_Data for this task_:

"""

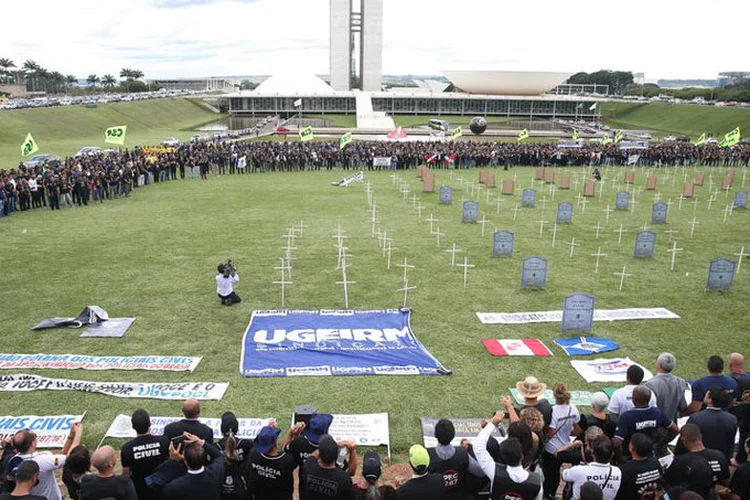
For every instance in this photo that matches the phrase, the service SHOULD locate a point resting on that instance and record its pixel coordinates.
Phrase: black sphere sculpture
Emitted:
(478, 125)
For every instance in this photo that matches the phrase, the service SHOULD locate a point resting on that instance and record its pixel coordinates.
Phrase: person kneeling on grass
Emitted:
(225, 281)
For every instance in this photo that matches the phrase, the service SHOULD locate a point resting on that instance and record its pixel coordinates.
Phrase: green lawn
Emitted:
(154, 255)
(66, 129)
(670, 119)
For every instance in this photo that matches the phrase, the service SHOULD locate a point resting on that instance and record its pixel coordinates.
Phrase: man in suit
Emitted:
(192, 410)
(202, 481)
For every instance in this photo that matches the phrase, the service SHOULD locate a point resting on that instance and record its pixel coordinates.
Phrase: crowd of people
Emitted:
(85, 179)
(617, 450)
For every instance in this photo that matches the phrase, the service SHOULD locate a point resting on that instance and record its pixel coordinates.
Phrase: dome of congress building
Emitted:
(506, 82)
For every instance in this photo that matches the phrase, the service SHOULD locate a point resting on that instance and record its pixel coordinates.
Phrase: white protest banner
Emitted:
(556, 316)
(607, 370)
(148, 390)
(51, 431)
(248, 427)
(381, 161)
(75, 362)
(466, 428)
(370, 429)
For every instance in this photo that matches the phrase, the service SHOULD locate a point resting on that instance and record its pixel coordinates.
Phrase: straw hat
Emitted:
(530, 387)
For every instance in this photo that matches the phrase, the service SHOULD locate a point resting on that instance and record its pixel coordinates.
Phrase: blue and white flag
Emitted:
(584, 346)
(296, 343)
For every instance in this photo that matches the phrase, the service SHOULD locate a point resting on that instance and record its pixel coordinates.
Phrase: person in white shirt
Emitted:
(509, 477)
(606, 476)
(225, 281)
(622, 399)
(25, 442)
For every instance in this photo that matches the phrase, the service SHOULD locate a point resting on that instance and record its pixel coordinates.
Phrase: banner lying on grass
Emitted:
(187, 390)
(466, 428)
(122, 428)
(293, 343)
(75, 362)
(556, 316)
(51, 431)
(607, 370)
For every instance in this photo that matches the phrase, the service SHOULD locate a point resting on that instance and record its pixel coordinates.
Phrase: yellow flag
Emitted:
(116, 135)
(306, 134)
(29, 146)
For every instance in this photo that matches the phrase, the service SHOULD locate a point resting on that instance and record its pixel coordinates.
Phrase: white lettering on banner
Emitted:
(122, 428)
(74, 362)
(330, 334)
(186, 390)
(51, 431)
(556, 316)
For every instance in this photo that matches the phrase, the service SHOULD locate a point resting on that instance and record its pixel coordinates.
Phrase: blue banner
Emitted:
(297, 343)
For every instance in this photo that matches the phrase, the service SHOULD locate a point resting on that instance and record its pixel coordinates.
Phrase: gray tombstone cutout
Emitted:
(529, 198)
(659, 213)
(622, 202)
(534, 272)
(740, 199)
(578, 312)
(470, 211)
(446, 195)
(565, 212)
(502, 244)
(644, 244)
(720, 274)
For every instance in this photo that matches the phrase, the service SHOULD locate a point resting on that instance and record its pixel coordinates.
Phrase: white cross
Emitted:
(554, 234)
(673, 251)
(438, 234)
(598, 255)
(453, 251)
(466, 267)
(619, 236)
(483, 222)
(740, 255)
(542, 222)
(622, 274)
(692, 226)
(572, 244)
(406, 266)
(406, 289)
(431, 220)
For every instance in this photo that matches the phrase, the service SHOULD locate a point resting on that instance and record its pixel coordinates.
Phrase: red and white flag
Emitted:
(516, 347)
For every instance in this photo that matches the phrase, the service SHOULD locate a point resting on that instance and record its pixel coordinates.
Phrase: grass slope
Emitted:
(675, 119)
(64, 130)
(154, 255)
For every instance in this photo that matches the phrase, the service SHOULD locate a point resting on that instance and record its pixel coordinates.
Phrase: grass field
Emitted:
(154, 256)
(65, 130)
(668, 119)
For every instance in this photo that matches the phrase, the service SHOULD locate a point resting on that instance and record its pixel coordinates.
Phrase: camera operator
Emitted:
(225, 281)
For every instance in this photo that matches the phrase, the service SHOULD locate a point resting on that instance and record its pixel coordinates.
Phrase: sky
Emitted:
(191, 38)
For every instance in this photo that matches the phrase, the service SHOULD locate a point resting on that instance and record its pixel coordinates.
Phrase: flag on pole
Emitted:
(345, 139)
(29, 146)
(306, 134)
(115, 135)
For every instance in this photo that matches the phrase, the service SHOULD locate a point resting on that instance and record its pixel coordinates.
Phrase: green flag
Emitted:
(116, 135)
(306, 134)
(29, 146)
(345, 139)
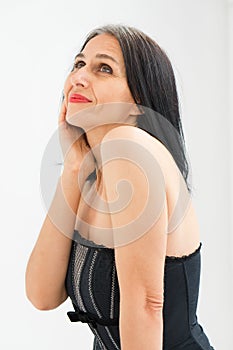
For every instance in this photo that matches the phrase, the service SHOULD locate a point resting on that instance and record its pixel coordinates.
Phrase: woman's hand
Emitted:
(74, 146)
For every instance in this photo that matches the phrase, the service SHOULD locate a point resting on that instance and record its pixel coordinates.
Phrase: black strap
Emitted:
(85, 317)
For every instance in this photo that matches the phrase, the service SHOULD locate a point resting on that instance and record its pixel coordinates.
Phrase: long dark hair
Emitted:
(152, 83)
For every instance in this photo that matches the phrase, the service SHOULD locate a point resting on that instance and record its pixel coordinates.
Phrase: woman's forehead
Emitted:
(104, 44)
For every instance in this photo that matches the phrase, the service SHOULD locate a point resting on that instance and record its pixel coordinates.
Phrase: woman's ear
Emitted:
(135, 109)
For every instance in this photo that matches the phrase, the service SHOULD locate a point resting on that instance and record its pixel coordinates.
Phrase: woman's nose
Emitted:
(80, 77)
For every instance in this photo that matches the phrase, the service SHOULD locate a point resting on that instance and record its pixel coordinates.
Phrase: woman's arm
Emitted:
(47, 265)
(140, 248)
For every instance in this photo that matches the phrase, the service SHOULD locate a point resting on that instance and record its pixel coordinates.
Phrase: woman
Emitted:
(134, 281)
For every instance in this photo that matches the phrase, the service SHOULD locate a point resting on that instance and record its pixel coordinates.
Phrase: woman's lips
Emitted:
(76, 98)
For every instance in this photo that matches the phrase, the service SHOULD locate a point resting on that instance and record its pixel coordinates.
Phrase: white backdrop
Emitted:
(38, 42)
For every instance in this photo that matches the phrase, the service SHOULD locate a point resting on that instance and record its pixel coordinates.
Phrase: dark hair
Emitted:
(152, 83)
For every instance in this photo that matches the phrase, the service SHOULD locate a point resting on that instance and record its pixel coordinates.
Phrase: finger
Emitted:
(62, 115)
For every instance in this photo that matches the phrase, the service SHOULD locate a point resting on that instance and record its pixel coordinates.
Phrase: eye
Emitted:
(78, 64)
(106, 68)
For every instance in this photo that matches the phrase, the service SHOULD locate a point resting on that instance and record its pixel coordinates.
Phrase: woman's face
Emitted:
(98, 75)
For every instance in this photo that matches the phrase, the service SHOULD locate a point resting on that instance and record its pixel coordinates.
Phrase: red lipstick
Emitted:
(77, 98)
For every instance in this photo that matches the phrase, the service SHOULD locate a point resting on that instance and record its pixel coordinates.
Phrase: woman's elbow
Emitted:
(45, 302)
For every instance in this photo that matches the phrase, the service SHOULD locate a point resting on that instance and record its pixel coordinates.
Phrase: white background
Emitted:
(39, 40)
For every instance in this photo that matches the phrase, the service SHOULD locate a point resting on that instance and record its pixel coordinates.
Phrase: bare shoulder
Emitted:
(145, 140)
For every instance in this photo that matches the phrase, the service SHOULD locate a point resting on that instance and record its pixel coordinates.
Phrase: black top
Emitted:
(92, 285)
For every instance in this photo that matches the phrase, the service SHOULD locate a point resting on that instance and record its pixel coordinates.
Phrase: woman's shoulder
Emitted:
(142, 139)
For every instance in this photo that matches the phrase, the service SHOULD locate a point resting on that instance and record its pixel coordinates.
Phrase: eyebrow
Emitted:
(99, 55)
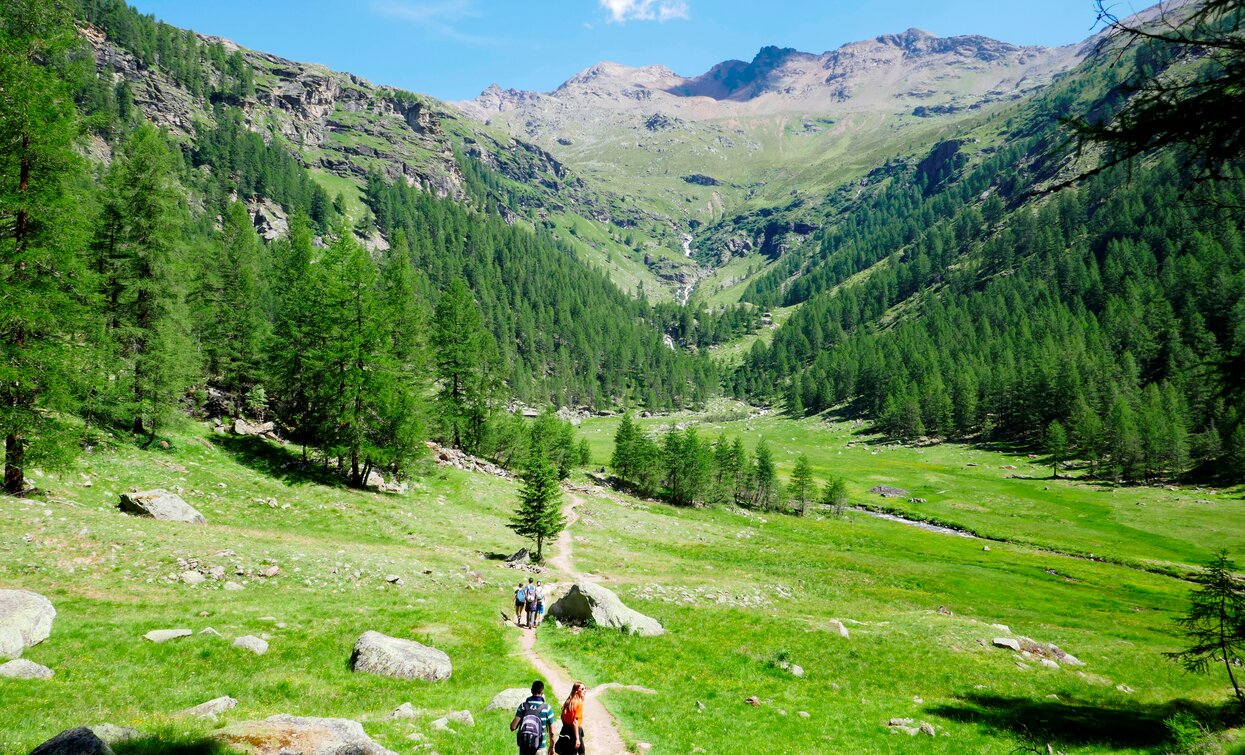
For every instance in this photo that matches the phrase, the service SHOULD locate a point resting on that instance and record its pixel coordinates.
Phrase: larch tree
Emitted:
(42, 307)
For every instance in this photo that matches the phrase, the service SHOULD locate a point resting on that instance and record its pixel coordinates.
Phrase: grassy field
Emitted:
(738, 592)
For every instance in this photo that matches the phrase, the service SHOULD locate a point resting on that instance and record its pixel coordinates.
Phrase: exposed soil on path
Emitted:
(601, 735)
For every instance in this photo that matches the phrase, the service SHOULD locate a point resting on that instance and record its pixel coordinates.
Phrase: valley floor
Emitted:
(741, 593)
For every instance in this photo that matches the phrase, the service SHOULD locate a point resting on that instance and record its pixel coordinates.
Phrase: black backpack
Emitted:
(530, 726)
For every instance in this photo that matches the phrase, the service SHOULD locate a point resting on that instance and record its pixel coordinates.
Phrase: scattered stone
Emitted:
(289, 734)
(508, 699)
(21, 668)
(159, 505)
(462, 717)
(163, 636)
(212, 708)
(384, 655)
(25, 621)
(74, 741)
(887, 491)
(407, 712)
(252, 643)
(587, 601)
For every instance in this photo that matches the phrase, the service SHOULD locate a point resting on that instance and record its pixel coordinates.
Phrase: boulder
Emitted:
(163, 636)
(508, 699)
(112, 735)
(74, 741)
(159, 505)
(25, 621)
(212, 708)
(587, 602)
(286, 734)
(24, 669)
(252, 643)
(384, 655)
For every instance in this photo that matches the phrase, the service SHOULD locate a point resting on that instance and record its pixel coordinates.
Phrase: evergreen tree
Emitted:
(802, 486)
(1056, 445)
(1215, 622)
(765, 479)
(539, 513)
(42, 313)
(466, 356)
(143, 269)
(834, 495)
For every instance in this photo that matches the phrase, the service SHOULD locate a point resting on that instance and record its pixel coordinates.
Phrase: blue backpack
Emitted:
(530, 726)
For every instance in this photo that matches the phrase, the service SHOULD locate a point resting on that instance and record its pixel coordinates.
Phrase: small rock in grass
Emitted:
(212, 708)
(163, 636)
(24, 669)
(252, 643)
(74, 741)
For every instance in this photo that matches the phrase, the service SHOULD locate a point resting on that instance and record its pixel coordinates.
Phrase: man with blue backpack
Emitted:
(533, 723)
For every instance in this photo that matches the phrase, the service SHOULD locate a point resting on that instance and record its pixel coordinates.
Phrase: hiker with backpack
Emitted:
(533, 723)
(529, 603)
(570, 741)
(519, 601)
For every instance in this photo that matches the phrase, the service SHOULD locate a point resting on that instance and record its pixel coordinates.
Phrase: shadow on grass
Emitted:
(283, 462)
(172, 745)
(1070, 723)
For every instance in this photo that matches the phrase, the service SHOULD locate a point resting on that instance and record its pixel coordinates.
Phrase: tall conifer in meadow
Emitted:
(44, 319)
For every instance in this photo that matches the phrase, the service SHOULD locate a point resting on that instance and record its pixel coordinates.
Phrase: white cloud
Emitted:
(621, 11)
(440, 16)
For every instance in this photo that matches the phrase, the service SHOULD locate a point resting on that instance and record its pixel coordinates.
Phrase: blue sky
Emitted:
(452, 49)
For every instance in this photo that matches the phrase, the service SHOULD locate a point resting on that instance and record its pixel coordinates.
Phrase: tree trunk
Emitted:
(14, 470)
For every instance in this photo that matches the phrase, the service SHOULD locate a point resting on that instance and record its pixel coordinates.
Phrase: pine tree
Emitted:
(466, 358)
(1056, 445)
(539, 513)
(42, 313)
(143, 268)
(1215, 622)
(801, 487)
(834, 495)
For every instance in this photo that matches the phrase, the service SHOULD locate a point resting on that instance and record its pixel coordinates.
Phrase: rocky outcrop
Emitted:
(290, 735)
(25, 621)
(384, 655)
(74, 741)
(591, 603)
(159, 505)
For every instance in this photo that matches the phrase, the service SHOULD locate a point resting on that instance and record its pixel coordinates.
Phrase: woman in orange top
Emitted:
(570, 741)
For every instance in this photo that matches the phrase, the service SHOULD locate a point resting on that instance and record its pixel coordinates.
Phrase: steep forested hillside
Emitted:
(955, 298)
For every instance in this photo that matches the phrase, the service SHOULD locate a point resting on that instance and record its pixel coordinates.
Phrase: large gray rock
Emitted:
(25, 621)
(74, 741)
(508, 699)
(293, 735)
(587, 602)
(24, 669)
(376, 653)
(159, 505)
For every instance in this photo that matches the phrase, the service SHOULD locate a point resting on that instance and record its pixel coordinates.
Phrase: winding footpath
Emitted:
(601, 735)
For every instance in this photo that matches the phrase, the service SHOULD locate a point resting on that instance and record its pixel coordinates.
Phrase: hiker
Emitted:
(518, 604)
(533, 723)
(570, 741)
(539, 603)
(529, 603)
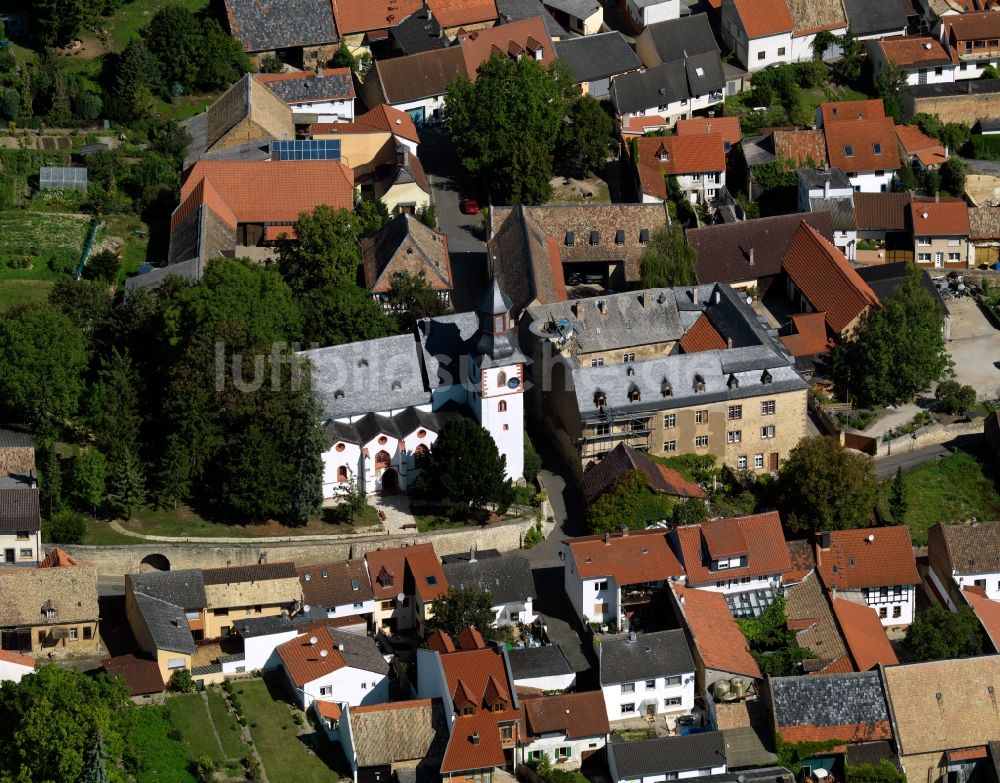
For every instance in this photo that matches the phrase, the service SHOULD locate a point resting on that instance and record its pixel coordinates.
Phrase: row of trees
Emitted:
(519, 121)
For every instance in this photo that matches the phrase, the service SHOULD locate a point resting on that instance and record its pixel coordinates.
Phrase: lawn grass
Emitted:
(950, 490)
(18, 292)
(285, 756)
(190, 717)
(225, 724)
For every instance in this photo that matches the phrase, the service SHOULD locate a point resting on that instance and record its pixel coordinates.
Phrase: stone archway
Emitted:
(154, 563)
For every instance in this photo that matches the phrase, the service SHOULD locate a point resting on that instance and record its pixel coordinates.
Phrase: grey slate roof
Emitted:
(531, 662)
(659, 654)
(593, 57)
(373, 375)
(506, 578)
(281, 24)
(264, 626)
(311, 87)
(677, 39)
(668, 754)
(829, 700)
(19, 510)
(633, 318)
(417, 33)
(815, 179)
(667, 83)
(360, 652)
(184, 588)
(867, 18)
(515, 10)
(11, 439)
(841, 211)
(167, 624)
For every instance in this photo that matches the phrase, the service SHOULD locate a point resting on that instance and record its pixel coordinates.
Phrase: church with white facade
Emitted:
(385, 401)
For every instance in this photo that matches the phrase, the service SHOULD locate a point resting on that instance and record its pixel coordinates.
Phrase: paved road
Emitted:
(887, 466)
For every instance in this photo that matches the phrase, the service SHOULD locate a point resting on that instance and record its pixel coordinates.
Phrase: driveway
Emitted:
(975, 348)
(465, 242)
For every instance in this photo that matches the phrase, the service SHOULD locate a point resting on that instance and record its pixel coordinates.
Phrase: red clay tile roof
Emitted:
(850, 732)
(20, 660)
(854, 562)
(835, 111)
(803, 147)
(455, 13)
(862, 145)
(727, 127)
(940, 218)
(57, 558)
(266, 191)
(917, 143)
(524, 35)
(820, 271)
(864, 634)
(577, 715)
(635, 556)
(766, 550)
(141, 675)
(405, 570)
(911, 51)
(359, 16)
(440, 641)
(303, 660)
(702, 336)
(987, 611)
(764, 17)
(692, 154)
(717, 638)
(810, 335)
(470, 639)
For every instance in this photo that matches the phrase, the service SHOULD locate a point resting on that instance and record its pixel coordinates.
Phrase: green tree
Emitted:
(953, 176)
(461, 607)
(507, 120)
(937, 634)
(43, 356)
(90, 473)
(668, 260)
(325, 250)
(65, 527)
(891, 87)
(412, 298)
(50, 485)
(618, 507)
(897, 350)
(95, 768)
(337, 315)
(823, 486)
(127, 484)
(57, 22)
(898, 504)
(465, 467)
(49, 719)
(532, 461)
(585, 137)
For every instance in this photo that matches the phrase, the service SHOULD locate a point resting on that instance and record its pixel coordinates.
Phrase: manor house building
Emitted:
(668, 372)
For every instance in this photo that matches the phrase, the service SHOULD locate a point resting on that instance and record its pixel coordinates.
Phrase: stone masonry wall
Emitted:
(118, 560)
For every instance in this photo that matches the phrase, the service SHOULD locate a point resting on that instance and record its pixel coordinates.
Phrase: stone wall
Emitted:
(929, 436)
(119, 560)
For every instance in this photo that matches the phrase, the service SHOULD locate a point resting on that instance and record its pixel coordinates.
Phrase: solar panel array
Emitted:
(306, 149)
(62, 178)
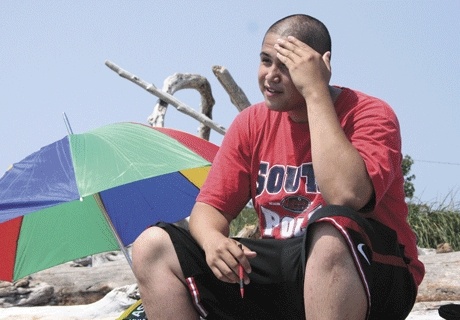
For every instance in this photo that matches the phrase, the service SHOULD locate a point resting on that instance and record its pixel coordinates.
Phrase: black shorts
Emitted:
(277, 277)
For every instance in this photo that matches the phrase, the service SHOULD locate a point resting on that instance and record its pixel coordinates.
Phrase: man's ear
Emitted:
(327, 59)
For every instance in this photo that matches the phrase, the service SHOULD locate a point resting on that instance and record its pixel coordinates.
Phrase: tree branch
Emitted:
(166, 97)
(180, 81)
(237, 96)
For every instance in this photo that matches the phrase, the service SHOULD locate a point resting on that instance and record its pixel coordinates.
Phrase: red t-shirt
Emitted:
(266, 157)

"""

_Problem to work on_:
Pick out each line of the data above that contains the string "dark". Treat uppercase and lowercase as different.

_Task answer_:
Phrase: long dark hair
Phrase: dark hair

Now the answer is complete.